Passage provided:

..............................

Tuesday, 14 November 2017

Quality in children’s services – the central problem?

I missed a very important, if small scale, piece of research which was published about a year ago. So belatedly I have only just finished reading this very important, if underreported, piece of work. It points very clearly to what I think should be seen as the central problem of understanding issues of quality in children’s services in England.

The report in question [1], funded by the Nuffield Foundation and undertaken by researchers from the NSPCC, Loughborough University and the Child Outcomes Research Consortium, sets out the findings of a feasibility study into undertaking a larger project to try to understand how to define ‘good’ children’s social care services and how to assess if improvements occur.

It consists of two parts: a very useful and excellently reported literature review; and an analysis of the relationship between the Department for Education’s (DfE) outcome data for children and Ofsted ratings of children’s services.

The literature review section of the report concludes that:
  • There is a lack of consensus about what are good and what are bad outcomes for children’s social care services. 
  • There is no clarity about what indicators should be used to measure these outcomes.
  • There is only ‘mixed evidence’ about what characterises good children’s social care services and much of it is based on expert opinion rather than quantitative research.

Perhaps there are few surprises there, but having such a clear and systematic account provides an important baseline for future thinking.

Much more surprising is the analysis of the relationship between the Department for Education’s outcome data for children and Ofsted ratings of children’s services [2].

While one might reasonably expect to find that local authorities rated as ‘good’ or ‘outstanding’ by Ofsted also scored highly on the DfE’s outcome data [3], in fact the researchers found very little association between the two. Perplexingly, of the six local authorities which were ranked in the best 10%, according the DfE outcome data, only two were judged to be ‘good’ by Ofsted while two were found to be ‘inadequate’ and one ‘requiring improvement’ [4].

Looking at the data for all the local authorities, a regression analysis, showed that only one child outcome variable and one workforce variable had statistically significant relationships with Ofsted ratings and these associations were weak. Bizarrely the child outcome variable concerned was 'the percentage of looked after children who had a missing incident during the year'. The analysis showed a weak positive relationship indicating that the better the Ofsted rating the more missing incidents there were! The workforce indicator that had a weak statistically significant relationship with Ofsted ratings was the agency worker rate. Reassuringly this showed a negative relationship, with the lower the agency worker rate the better the Ofsted rating.

..............................

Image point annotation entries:
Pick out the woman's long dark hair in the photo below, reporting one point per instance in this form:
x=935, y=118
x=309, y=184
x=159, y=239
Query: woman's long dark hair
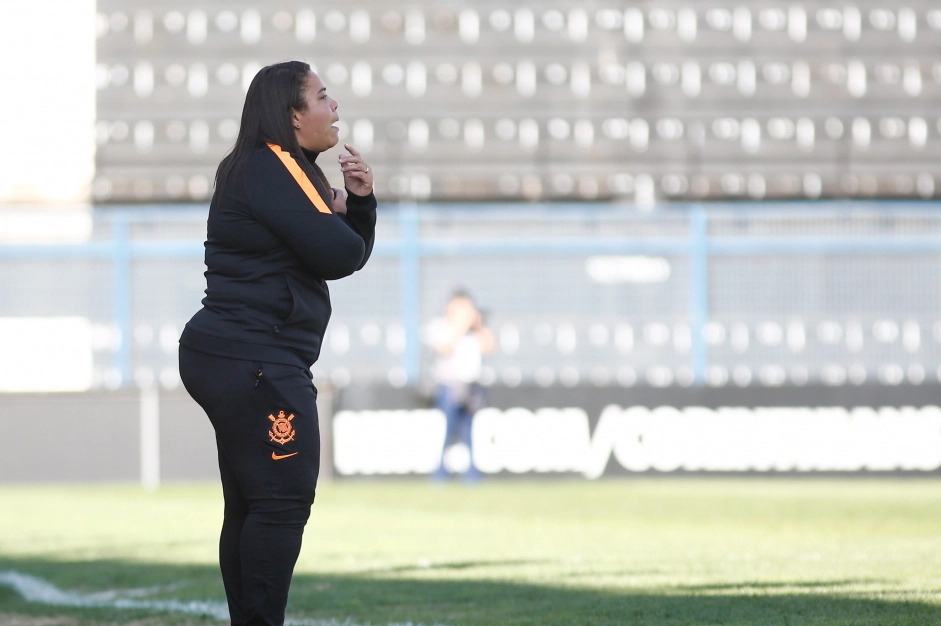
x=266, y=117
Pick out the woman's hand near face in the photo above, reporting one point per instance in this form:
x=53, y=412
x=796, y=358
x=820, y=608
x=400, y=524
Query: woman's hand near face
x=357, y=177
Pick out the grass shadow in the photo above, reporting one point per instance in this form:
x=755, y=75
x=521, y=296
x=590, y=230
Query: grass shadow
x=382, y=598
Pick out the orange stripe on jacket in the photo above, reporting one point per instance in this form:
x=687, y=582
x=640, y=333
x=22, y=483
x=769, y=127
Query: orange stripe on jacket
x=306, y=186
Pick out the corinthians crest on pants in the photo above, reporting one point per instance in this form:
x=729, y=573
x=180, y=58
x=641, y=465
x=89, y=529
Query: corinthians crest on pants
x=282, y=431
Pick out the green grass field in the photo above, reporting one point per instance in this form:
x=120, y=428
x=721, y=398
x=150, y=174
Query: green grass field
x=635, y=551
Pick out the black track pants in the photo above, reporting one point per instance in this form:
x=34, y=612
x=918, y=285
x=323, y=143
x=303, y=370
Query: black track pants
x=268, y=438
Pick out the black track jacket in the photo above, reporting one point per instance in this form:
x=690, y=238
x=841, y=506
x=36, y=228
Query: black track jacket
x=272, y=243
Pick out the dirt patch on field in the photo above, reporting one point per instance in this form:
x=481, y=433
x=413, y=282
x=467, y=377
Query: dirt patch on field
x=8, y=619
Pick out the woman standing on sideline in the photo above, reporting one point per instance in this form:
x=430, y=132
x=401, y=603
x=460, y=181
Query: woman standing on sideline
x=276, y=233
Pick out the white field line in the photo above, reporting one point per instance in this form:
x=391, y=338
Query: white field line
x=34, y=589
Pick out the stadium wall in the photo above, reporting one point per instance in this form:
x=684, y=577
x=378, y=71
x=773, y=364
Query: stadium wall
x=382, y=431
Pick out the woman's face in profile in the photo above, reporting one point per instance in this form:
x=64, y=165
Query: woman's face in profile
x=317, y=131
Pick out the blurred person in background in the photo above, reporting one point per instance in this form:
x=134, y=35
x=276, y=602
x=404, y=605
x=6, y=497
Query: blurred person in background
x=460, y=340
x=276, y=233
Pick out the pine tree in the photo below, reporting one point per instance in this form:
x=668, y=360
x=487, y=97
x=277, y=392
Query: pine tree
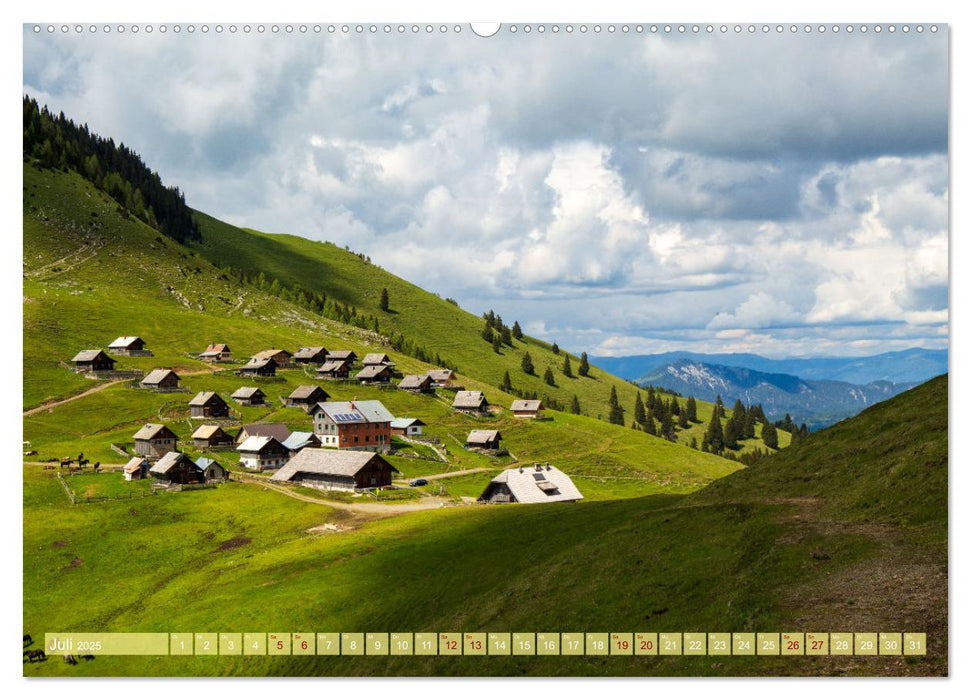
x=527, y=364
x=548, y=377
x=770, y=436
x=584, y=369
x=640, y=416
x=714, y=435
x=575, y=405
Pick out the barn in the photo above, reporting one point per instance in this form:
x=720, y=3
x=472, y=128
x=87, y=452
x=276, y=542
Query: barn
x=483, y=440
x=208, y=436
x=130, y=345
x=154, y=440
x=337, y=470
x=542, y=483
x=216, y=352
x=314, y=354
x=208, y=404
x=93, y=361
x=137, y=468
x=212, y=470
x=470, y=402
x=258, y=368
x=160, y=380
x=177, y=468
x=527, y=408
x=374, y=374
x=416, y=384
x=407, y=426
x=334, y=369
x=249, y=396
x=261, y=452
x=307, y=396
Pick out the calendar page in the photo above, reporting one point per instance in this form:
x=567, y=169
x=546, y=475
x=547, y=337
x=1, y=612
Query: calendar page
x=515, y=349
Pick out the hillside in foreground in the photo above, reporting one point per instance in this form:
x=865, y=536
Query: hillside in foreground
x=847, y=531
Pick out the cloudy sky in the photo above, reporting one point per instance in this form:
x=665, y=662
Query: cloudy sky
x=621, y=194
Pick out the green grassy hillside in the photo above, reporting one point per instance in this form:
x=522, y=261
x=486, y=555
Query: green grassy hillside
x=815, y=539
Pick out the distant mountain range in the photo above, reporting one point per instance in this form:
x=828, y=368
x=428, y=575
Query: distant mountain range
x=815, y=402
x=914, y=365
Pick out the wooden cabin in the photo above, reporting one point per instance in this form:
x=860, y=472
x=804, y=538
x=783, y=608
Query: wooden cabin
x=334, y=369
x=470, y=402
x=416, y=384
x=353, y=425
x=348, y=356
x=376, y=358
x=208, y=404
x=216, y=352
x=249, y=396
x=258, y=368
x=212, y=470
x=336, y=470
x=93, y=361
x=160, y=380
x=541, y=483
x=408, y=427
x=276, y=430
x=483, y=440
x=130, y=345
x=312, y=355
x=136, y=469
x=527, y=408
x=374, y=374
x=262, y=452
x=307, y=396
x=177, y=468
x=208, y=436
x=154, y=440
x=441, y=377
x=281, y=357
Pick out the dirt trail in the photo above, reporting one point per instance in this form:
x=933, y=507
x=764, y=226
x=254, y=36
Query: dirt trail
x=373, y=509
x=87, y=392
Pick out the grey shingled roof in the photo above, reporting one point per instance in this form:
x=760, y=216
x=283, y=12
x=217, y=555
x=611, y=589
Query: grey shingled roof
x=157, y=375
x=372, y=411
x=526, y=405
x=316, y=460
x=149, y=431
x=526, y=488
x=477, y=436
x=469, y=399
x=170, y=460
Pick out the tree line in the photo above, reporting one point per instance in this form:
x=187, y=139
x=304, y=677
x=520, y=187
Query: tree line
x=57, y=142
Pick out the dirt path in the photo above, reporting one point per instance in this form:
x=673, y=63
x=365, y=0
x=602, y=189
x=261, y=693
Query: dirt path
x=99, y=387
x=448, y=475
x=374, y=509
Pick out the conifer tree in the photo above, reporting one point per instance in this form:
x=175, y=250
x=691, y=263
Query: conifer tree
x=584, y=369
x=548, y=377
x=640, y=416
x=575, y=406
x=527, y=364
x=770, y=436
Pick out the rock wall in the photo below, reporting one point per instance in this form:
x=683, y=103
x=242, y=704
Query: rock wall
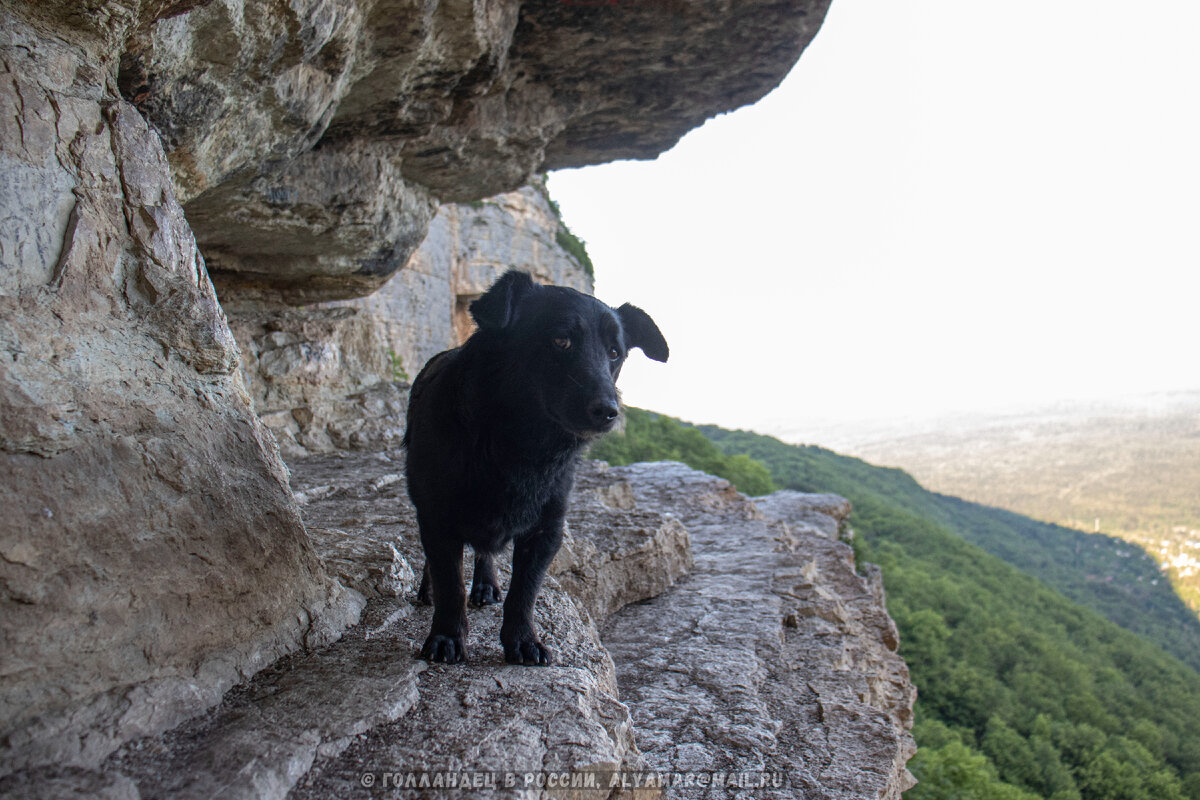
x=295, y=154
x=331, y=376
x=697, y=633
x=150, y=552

..............................

Objectives:
(A) Answer these questions from the post on quality in children's services, one per line, marked (i), (ii), (iii):
(i) Which organization funded the report?
(ii) Of the six local authorities ranked in the best 10% by the DfE outcome data, how many were found "inadequate" by Ofsted?
(iii) Which workforce indicator had a weak statistically significant relationship with Ofsted ratings?
(B) Turn the paragraph that starts "Looking at the data for all the local authorities" in the post on quality in children's services into a short bulleted list that keeps its main facts.
(C) Write the next part of the post on quality in children's services, continuing from its final sentence.

Responses for each task:
(A)
(i) The Nuffield Foundation
(ii) Two
(iii) The agency worker rate

(B)
- A regression analysis of the data for all local authorities found only one child outcome variable and one workforce variable with statistically significant relationships to Ofsted ratings, and these associations were weak.
- The child outcome variable was the percentage of looked after children who had a missing incident during the year. It had a weak positive relationship: the better the Ofsted rating, the more missing incidents there were.
- The workforce variable was the agency worker rate. It had a negative relationship: the lower the agency worker rate, the better the Ofsted rating.

(C)
There were no statistically significant relationships between the other nine variables and the findings of the Ofsted inspections.

These are very disturbing results. 

The authors of the study put their findings before a seminar which was attended but what they describe as a variety of ‘experts’ from the DfE, Ofsted, the Association of Directors of Children’s Services, the Local Government Association, local authorities, the NSPCC and researchers from the various universities. The seminar, we are told, concluded with a ‘strong consensus’ that the DfE data and Ofsted ratings could not be relied upon to assess the quality of children’s social care services.

Just in case anybody thinks that we can just note these conclusions and move on, we need to be clear that they point to the systematic unreliability of at least one, and possibly both, of the main approaches used to measure the quality of children’s services in England. That is a major problem, a fundamental flaw.

Clearly both Ofsted and the DfE should take this very seriously. But there is no evidence that they are doing so. Ofsted’s Chief Inspector, Amanda Spielmann, was recently asked about Ofsted’s fitness to inspect children’s social care at a meeting of the House of Commons Education Select Committee, but she didn’t say anything about this research [5].

And as usual the DfE seems to apply a least-said-soonest-mended philosophy to communicating with the rest of us, so I could find nothing from them either.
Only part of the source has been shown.